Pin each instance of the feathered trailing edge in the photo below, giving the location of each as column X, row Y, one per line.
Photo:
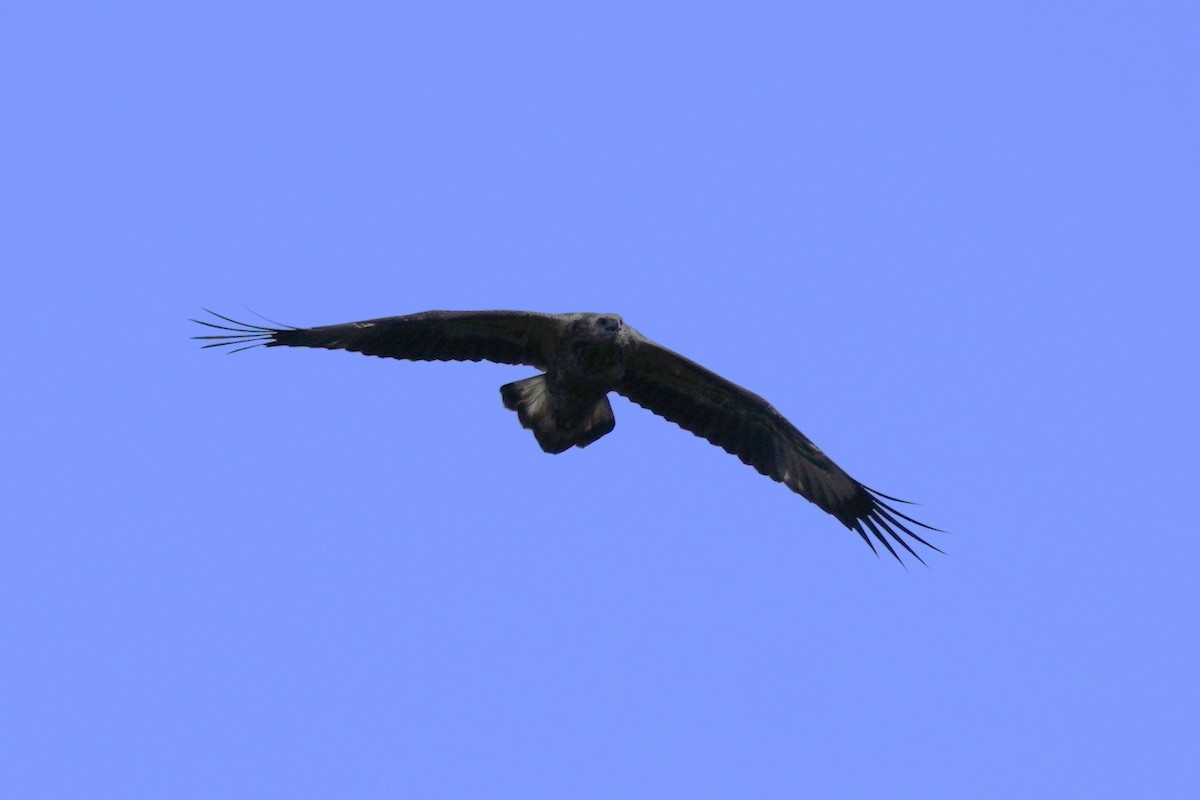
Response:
column 244, row 335
column 882, row 516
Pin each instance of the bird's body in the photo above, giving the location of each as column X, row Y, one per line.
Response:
column 585, row 356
════════════════════
## TO DO
Copy out all of the material above word for word, leaving out the picture.

## RESULT OF THIS EXERCISE
Pin each instance of the feathered trailing edge in the photo below, giving the location of each as column X, row Y, one per line.
Photo:
Response:
column 244, row 335
column 882, row 516
Pin each instance of the bird's body in the photo above, giving the location of each as column X, row Y, one per line.
Response:
column 585, row 356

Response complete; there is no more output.